--- Instructions for the task ---
Give the entries from the line with "[mark] the shirt" through the end of the entries as a two-column CSV with columns named instruction and points, one row per entry. Put each entry's text and its answer in one quoted field each, turning line breaks into spaces.

--- Record list ---
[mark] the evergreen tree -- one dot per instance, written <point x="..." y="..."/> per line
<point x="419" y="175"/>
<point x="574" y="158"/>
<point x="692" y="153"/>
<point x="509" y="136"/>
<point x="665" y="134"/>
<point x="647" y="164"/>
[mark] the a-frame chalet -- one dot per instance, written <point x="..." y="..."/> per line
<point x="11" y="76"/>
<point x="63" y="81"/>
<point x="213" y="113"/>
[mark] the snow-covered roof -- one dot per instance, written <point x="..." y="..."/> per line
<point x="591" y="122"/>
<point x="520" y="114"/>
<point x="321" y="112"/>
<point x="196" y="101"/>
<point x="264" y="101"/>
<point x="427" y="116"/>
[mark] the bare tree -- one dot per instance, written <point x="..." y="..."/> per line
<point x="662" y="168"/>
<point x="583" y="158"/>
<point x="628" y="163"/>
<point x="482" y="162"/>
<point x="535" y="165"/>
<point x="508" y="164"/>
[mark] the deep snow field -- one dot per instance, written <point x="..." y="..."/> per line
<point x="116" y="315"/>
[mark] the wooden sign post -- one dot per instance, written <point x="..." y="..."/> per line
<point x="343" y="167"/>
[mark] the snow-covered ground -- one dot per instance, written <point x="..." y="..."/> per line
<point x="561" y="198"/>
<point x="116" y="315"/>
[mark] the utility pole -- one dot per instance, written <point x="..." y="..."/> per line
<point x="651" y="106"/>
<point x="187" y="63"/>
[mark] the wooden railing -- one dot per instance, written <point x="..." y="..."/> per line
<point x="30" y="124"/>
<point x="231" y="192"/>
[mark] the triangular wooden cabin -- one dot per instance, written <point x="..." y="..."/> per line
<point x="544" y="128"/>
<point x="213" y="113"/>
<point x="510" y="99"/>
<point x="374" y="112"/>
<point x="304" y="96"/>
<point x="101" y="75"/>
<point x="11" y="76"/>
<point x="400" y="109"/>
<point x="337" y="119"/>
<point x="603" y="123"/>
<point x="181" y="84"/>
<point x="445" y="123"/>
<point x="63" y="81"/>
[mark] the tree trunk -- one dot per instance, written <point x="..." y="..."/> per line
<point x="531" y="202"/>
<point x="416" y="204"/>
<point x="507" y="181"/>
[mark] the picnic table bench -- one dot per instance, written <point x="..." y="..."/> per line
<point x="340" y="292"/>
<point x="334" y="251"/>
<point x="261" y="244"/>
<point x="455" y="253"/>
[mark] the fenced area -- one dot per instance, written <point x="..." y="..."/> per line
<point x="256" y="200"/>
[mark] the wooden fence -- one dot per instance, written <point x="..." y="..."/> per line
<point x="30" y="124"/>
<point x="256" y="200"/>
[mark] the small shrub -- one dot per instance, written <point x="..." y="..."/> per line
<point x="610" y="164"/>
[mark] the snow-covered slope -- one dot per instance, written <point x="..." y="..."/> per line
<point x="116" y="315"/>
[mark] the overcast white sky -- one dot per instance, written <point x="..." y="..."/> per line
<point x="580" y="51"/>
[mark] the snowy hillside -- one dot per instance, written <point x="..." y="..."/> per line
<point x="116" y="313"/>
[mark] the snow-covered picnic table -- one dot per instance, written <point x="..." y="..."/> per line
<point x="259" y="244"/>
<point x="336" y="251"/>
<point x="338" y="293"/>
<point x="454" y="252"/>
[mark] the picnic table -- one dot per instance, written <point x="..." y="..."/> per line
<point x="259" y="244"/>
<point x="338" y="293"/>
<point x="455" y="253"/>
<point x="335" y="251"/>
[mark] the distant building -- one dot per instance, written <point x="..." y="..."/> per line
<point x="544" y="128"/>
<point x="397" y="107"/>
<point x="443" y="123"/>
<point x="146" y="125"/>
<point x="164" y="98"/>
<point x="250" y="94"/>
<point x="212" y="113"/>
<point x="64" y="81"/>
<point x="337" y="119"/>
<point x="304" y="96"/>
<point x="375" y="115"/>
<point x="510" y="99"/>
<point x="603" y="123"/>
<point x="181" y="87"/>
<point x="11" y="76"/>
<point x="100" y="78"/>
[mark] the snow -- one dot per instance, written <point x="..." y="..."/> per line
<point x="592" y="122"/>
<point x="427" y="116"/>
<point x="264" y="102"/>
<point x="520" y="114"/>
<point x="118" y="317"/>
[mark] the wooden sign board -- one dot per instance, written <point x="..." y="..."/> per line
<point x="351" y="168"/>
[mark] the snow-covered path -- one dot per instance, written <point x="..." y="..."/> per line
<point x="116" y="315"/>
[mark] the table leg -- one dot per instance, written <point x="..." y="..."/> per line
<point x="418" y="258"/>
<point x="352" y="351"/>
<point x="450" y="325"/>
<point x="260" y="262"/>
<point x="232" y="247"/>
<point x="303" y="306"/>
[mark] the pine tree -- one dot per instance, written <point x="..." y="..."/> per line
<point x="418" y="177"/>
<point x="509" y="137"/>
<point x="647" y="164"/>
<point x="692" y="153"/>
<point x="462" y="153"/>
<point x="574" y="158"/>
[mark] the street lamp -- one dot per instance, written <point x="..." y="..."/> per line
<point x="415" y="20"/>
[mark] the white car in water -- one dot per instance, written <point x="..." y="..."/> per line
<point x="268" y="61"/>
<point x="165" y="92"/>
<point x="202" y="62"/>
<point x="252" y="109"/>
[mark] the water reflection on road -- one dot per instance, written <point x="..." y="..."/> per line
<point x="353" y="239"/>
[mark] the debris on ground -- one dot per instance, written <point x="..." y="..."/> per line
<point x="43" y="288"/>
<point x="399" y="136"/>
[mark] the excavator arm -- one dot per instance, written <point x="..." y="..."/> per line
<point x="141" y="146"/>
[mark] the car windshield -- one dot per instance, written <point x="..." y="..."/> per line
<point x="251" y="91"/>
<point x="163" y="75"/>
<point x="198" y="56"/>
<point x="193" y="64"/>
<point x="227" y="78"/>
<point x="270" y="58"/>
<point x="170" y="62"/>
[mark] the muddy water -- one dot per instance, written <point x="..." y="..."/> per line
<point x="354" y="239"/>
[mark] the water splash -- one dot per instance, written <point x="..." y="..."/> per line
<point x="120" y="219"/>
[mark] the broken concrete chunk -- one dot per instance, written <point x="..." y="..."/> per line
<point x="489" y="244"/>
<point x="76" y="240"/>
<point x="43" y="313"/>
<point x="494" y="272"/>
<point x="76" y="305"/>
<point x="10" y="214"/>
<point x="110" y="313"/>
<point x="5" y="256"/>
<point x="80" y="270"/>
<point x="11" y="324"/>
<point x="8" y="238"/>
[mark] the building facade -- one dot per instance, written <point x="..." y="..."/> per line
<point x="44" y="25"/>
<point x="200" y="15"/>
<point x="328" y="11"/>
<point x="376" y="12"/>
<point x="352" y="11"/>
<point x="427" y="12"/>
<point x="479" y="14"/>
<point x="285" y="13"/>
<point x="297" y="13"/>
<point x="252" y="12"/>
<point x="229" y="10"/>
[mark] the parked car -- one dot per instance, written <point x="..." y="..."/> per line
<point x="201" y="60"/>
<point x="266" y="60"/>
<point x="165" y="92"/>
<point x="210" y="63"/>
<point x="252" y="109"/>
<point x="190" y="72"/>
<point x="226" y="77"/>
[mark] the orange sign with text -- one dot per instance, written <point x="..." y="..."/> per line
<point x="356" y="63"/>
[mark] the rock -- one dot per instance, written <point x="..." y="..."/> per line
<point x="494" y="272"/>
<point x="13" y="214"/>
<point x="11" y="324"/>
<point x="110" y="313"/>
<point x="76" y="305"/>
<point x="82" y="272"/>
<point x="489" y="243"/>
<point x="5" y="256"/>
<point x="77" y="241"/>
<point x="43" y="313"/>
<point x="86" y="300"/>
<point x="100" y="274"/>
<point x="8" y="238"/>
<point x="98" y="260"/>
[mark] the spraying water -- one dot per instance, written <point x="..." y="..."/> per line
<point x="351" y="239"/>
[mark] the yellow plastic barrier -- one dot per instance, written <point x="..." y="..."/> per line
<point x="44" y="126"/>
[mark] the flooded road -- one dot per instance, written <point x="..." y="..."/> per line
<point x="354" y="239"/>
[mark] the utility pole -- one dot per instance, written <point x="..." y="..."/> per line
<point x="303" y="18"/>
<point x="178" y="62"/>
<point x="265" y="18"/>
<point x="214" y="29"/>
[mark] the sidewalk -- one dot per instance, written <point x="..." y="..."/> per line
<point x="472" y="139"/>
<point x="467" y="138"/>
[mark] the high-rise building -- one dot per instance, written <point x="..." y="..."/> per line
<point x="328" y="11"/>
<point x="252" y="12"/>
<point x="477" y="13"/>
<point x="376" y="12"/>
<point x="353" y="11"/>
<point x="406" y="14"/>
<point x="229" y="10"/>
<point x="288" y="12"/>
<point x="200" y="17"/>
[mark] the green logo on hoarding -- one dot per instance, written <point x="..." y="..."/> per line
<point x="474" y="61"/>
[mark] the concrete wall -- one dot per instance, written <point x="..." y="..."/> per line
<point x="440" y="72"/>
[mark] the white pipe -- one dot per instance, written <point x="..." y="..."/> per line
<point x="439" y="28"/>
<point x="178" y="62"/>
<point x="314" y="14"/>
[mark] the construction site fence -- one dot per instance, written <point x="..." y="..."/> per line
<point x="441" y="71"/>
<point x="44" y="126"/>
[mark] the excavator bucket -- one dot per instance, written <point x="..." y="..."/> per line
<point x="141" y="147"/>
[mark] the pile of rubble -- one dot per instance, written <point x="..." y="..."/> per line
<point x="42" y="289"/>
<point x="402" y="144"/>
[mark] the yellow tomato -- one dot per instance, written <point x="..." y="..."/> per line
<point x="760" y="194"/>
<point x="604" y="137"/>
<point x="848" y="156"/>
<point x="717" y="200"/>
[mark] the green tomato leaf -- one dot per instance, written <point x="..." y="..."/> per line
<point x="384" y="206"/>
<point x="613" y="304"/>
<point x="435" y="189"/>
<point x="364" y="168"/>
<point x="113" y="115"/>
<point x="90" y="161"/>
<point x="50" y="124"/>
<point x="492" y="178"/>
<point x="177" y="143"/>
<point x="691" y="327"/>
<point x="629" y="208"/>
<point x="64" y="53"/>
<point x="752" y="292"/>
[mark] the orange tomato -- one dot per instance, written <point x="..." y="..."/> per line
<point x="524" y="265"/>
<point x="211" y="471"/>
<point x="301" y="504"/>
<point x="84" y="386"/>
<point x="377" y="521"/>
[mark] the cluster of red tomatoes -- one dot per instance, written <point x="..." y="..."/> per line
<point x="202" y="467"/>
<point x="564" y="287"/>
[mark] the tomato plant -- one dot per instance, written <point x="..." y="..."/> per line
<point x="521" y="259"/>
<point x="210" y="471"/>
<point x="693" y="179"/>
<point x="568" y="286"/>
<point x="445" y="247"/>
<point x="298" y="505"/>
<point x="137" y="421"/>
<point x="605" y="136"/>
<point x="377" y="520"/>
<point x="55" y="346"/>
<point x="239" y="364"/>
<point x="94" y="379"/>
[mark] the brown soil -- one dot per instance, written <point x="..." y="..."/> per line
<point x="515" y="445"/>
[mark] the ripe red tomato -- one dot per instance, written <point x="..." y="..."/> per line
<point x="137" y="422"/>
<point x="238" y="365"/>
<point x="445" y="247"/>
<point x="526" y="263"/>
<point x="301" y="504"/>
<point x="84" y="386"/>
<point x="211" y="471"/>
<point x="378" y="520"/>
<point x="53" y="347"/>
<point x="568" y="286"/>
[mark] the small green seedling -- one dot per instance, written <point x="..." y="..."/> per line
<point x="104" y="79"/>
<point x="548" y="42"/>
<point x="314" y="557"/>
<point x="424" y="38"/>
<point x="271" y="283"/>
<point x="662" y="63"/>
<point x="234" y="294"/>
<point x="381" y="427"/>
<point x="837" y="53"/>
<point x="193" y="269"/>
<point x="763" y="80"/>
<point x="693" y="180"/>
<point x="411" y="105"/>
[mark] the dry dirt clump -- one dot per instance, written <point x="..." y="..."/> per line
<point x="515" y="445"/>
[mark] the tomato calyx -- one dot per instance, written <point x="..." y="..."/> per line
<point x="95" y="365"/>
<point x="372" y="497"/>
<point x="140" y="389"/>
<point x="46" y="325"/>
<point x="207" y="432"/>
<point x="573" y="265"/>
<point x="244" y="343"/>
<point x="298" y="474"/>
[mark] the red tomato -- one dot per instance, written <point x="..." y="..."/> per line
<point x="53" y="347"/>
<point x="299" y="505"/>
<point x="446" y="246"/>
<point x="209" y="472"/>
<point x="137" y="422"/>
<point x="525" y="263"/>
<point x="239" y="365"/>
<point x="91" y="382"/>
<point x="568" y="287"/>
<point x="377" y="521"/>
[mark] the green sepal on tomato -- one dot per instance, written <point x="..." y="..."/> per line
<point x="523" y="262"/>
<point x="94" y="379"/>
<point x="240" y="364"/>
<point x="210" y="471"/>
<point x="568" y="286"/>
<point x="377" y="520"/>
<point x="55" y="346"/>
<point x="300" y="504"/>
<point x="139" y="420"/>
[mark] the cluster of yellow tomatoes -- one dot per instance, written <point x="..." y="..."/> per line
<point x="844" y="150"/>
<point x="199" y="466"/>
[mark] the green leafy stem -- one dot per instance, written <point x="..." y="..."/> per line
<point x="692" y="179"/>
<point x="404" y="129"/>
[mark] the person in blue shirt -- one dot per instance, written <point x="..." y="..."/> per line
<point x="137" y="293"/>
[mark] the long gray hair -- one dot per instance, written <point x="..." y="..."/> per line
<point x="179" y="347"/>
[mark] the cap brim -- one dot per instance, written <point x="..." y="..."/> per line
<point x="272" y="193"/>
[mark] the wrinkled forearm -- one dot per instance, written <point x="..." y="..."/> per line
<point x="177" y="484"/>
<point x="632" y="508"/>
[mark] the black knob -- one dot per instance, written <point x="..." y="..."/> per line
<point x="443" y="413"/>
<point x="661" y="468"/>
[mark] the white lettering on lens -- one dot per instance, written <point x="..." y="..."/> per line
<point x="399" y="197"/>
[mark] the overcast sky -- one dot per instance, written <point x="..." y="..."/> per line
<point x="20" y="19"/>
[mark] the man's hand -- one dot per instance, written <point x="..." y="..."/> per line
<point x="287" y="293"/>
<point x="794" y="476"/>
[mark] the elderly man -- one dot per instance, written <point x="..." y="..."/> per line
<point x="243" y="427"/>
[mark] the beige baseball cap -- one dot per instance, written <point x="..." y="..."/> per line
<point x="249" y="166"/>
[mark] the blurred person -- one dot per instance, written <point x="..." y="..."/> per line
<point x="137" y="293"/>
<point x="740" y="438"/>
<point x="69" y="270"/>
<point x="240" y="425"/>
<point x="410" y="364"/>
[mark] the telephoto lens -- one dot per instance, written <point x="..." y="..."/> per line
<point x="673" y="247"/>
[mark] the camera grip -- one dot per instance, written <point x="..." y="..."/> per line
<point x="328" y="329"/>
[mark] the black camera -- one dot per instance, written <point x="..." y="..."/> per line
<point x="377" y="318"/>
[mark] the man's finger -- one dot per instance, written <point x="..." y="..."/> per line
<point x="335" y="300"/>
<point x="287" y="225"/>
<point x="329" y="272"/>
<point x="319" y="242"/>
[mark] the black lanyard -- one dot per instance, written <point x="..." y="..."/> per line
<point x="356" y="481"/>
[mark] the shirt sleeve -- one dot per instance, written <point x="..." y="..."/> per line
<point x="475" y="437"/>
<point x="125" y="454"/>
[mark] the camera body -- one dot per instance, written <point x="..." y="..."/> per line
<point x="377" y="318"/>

--- In response ---
instruction,points
"[mark] the shirt sleeve -- one dot per instance, written <point x=""..."" y=""...""/> per line","<point x=""475"" y=""437""/> <point x=""125"" y=""454""/>"
"[mark] the camera body -- one dot per instance, written <point x=""..."" y=""...""/> per line","<point x=""377"" y=""318""/>"